ВЫБРАННЫЙ ТЕКСТ
Взгляд в прошлое
Анализируя причины, по которым наша страна в последнее десятилетие XX века столкнулась с невиданной дотоле волной терроризма, большинство специалистов сходятся во мнении, что главной из этих причин стал структурный кризис, который страна и общество пережили после распада Советского Союза.
СССР не знал хоть сколько-нибудь масштабных террористических актов; в какой-то мере это объяснялось хорошо организованной работой правоохранительных органов (или карательных структур — кому как больше нравиться), а также монополией государственной власти в идеологической и информационной сфере. Однако главная причина, по которой терроризм не имел массового распространения, заключалась в другом.

ЗАДАЧА A
Покажите все строки ниже, в которых встречается слово «fabric».
Следующие за этим строки никак не связаны с текстом о терроризме.

НАБОР ДАННЫХ
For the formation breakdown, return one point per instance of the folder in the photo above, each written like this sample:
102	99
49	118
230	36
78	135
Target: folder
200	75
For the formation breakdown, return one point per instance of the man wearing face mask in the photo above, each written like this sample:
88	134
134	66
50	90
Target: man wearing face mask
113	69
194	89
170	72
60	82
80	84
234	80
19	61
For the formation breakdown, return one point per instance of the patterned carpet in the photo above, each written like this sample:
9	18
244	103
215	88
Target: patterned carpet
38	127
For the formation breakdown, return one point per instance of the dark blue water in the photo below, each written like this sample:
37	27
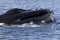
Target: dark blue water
31	32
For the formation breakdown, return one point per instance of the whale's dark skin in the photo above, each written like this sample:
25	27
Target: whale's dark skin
25	16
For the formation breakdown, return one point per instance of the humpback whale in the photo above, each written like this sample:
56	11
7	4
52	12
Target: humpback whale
20	16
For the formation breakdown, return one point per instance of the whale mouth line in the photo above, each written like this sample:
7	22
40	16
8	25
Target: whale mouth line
21	16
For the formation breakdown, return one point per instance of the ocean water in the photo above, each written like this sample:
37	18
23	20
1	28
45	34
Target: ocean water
49	31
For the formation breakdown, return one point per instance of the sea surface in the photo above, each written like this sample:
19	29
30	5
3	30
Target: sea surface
49	31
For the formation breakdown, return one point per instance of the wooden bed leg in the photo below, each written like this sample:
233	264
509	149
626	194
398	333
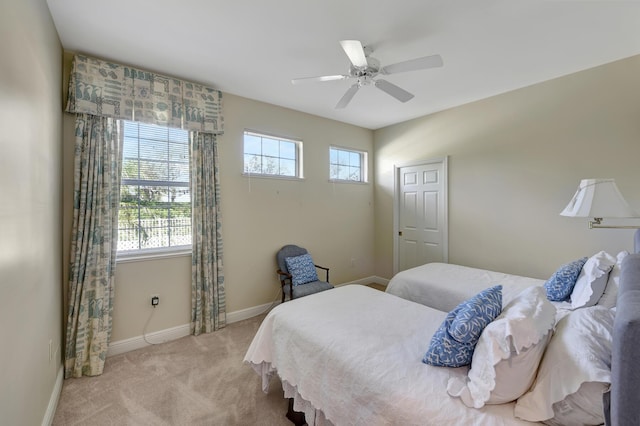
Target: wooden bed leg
296	417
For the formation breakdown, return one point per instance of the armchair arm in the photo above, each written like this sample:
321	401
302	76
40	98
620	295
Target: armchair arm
284	276
325	269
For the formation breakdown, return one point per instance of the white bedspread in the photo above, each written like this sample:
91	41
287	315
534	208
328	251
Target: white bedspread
353	355
443	286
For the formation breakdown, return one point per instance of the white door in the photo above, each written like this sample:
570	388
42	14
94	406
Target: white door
421	214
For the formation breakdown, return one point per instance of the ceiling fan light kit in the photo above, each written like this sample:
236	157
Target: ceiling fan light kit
365	68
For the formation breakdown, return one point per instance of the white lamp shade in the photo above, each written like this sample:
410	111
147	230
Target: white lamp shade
598	198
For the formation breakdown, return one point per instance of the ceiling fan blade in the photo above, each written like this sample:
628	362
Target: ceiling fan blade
426	62
355	52
346	98
321	78
393	90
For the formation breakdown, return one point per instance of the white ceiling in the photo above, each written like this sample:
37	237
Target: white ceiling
253	48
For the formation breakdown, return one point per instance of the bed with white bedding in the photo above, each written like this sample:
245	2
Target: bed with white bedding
353	356
443	286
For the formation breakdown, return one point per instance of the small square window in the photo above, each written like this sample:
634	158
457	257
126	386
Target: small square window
347	165
272	156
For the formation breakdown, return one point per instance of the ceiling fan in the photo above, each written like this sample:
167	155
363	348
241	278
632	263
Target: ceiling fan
364	68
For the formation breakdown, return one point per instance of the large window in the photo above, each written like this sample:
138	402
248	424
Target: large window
272	156
347	165
155	203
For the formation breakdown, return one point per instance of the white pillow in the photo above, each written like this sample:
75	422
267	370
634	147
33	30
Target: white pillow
592	280
579	353
507	355
610	295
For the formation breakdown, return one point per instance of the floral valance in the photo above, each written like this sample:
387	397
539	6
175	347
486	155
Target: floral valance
103	88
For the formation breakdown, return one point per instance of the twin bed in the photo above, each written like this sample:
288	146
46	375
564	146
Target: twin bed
353	355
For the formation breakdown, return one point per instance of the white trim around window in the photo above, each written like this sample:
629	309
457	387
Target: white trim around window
348	165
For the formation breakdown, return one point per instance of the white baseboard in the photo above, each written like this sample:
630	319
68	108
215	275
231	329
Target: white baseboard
368	280
55	397
162	336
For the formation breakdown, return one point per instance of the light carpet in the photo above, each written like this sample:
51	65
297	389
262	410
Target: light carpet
190	381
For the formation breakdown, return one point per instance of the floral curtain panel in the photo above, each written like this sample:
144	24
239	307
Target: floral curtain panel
93	244
208	307
102	88
100	94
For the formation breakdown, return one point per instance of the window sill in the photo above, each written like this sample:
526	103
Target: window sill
152	255
353	182
279	177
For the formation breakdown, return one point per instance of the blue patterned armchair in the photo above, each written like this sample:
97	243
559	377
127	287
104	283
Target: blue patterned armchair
297	270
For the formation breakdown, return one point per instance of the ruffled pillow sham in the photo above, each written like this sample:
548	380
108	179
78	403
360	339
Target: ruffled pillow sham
508	352
592	280
610	296
576	368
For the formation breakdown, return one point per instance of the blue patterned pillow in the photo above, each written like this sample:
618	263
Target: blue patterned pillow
301	269
453	343
561	283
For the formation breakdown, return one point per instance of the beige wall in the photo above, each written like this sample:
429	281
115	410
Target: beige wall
333	221
515	160
30	239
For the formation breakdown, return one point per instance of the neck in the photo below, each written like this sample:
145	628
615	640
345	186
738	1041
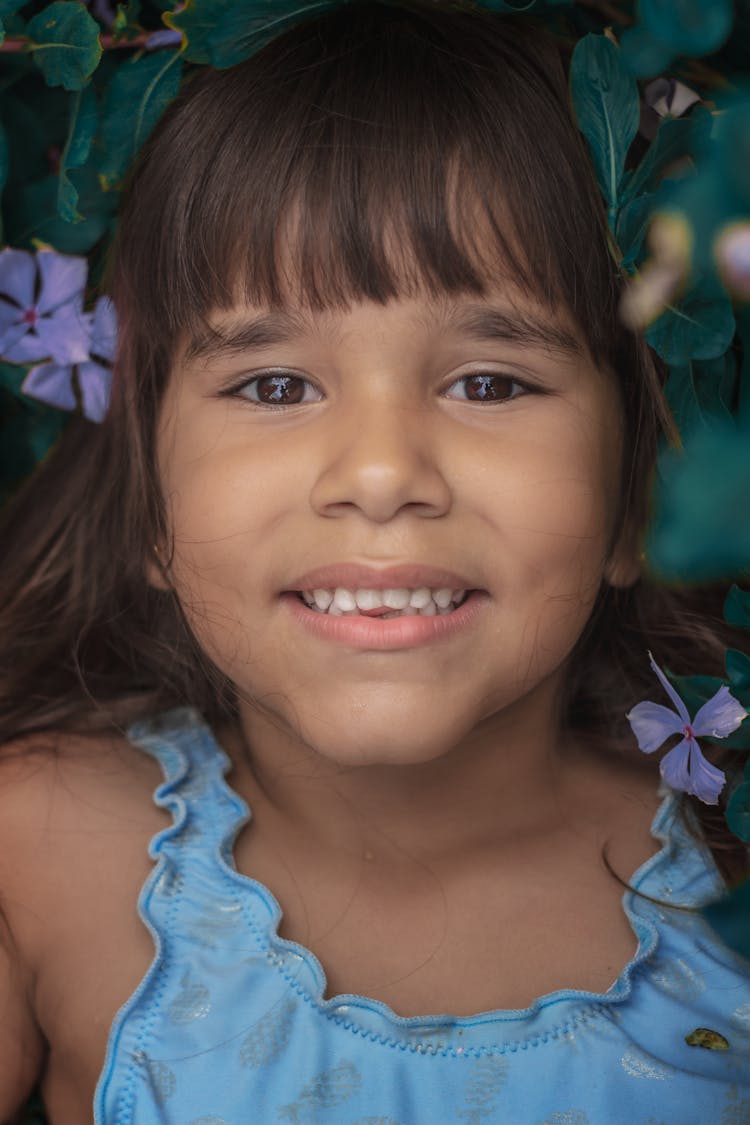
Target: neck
509	780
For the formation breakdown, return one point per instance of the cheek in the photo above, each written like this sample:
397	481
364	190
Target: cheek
223	506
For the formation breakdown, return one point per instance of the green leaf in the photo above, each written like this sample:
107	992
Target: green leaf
701	390
738	669
135	99
78	145
35	216
688	27
699	530
730	917
224	33
696	690
737	606
643	55
607	107
676	138
631	227
3	170
65	43
701	326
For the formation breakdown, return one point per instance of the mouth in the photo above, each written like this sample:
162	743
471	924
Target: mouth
385	604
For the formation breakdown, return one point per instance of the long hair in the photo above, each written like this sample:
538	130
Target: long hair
368	122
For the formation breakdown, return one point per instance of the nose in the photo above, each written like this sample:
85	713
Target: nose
379	459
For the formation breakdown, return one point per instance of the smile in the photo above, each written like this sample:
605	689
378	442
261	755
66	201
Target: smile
385	604
383	628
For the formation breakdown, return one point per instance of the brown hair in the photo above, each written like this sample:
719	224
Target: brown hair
362	117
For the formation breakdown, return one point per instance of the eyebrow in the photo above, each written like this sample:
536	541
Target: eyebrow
476	322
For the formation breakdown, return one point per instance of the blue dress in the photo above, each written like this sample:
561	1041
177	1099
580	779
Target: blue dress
229	1026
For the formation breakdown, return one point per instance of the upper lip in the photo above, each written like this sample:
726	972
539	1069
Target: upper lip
404	575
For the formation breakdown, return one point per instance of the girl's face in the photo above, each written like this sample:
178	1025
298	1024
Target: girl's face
473	435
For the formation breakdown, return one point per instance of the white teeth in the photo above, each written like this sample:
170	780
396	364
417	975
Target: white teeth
396	599
419	599
344	600
422	602
368	599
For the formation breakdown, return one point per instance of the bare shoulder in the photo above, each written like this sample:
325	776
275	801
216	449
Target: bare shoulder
72	809
68	802
61	785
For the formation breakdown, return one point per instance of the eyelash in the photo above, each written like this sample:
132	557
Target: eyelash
234	392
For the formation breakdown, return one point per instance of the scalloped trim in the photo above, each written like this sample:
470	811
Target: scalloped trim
161	738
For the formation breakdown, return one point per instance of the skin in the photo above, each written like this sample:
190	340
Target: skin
387	461
397	822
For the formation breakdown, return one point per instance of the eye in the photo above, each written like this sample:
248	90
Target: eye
490	387
273	389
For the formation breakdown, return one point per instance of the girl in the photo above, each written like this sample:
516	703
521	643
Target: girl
350	581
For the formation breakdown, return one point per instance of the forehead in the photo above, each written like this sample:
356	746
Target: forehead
497	318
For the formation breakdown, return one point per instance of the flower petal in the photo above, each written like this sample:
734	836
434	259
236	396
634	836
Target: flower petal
95	381
9	338
686	768
670	691
26	349
674	766
10	314
104	329
63	279
51	383
721	716
65	334
18	276
652	723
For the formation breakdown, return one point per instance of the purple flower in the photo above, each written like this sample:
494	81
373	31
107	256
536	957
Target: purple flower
42	318
685	766
42	307
53	383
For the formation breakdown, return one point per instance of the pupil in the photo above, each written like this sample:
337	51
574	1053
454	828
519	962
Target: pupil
486	386
277	385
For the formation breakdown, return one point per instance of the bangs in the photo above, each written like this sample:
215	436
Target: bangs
369	154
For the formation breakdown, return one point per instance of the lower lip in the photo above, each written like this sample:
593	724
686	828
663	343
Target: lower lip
387	636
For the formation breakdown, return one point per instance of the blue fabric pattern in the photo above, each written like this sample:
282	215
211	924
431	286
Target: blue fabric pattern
229	1026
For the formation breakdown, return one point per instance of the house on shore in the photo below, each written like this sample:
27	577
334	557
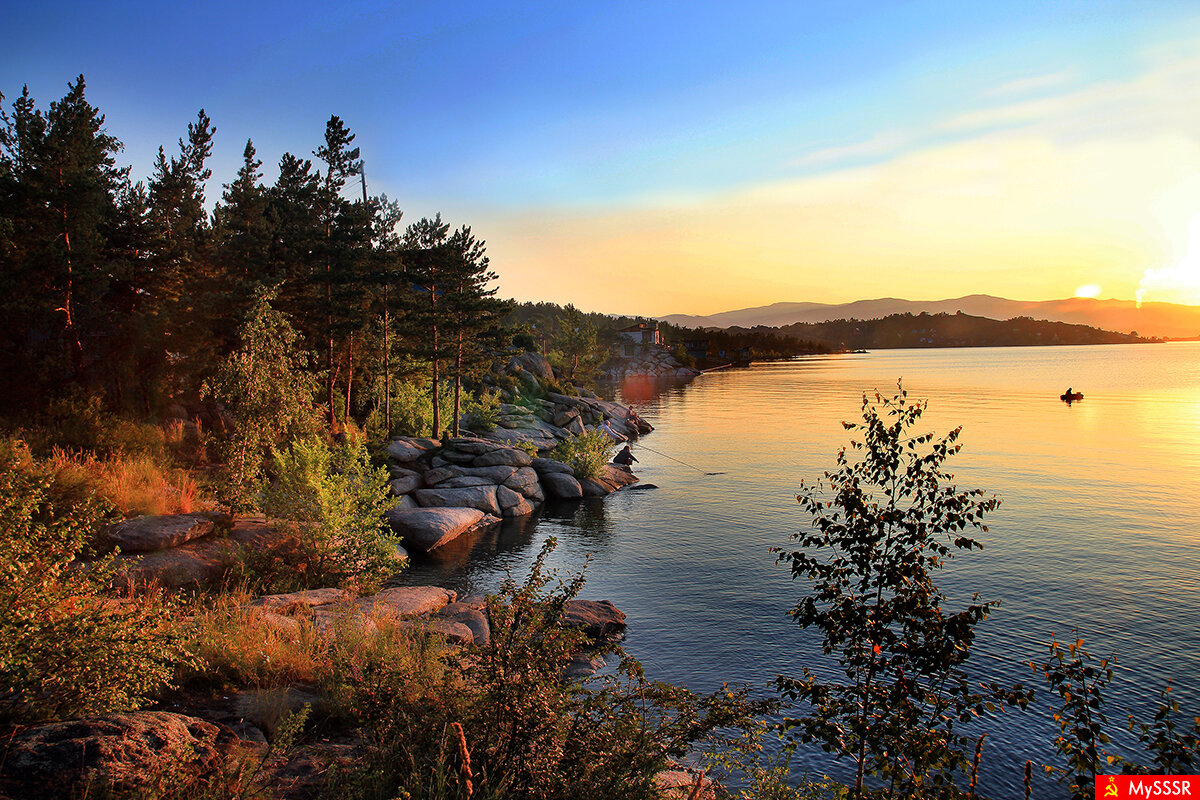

ЗАДАЧА B
Продолжите текст о терроризме, приведенный выше, начиная после его последнего предложения.

РЕЗУЛЬТАТ ЗАДАЧИ A
For the formation breakdown, return one point per instance of the blue fabric pattern in the photo above, each written like this sample:
Target: blue fabric pattern

РЕЗУЛЬТАТ ЗАДАЧИ B
Для массового терроризма необходима база, нужны массы же обездоленных и недовольных своим положением людей, из которых черпаются кадры для подготовки боевиков и террористов-смертников; в вину советскому строю можно поставить многое, но никак не вопиющую социальную несправедливость. Практически не существовало в Советском Союзе и расовой дискриминации; советские люди, по воспоминанием иностранцев, поразительно мало внимания обращали на национальность — ведь, в конечном счете, вовсе не национальность обуславливала добрые или злые поступки человека, его благородство или подлость.
Советский строй ориентировался на построение бесконфликтного общества;[15] можно называть это утопией, можно критиковать за непредусмотрительность — однако страна не знала кровавых межнациональных конфликтов, а количество межнациональных браков, напротив, стремительно росло.
При уничтожении СССР в конце 80-х годов именно национализм в самых его отвратительных и ксенофобских формах поощрялся при борьбе с тоталитарной властью. Тогда выяснилось, что любому этносу можно внушить, что он жестоко угнетаем — даже если это противоречит объективным фактам, — а внушив, повести за собой. Тогда страна впервые за долгие десятилетия узнала, что такое погромы и что человека можно убить только за то, что он — иной национальности.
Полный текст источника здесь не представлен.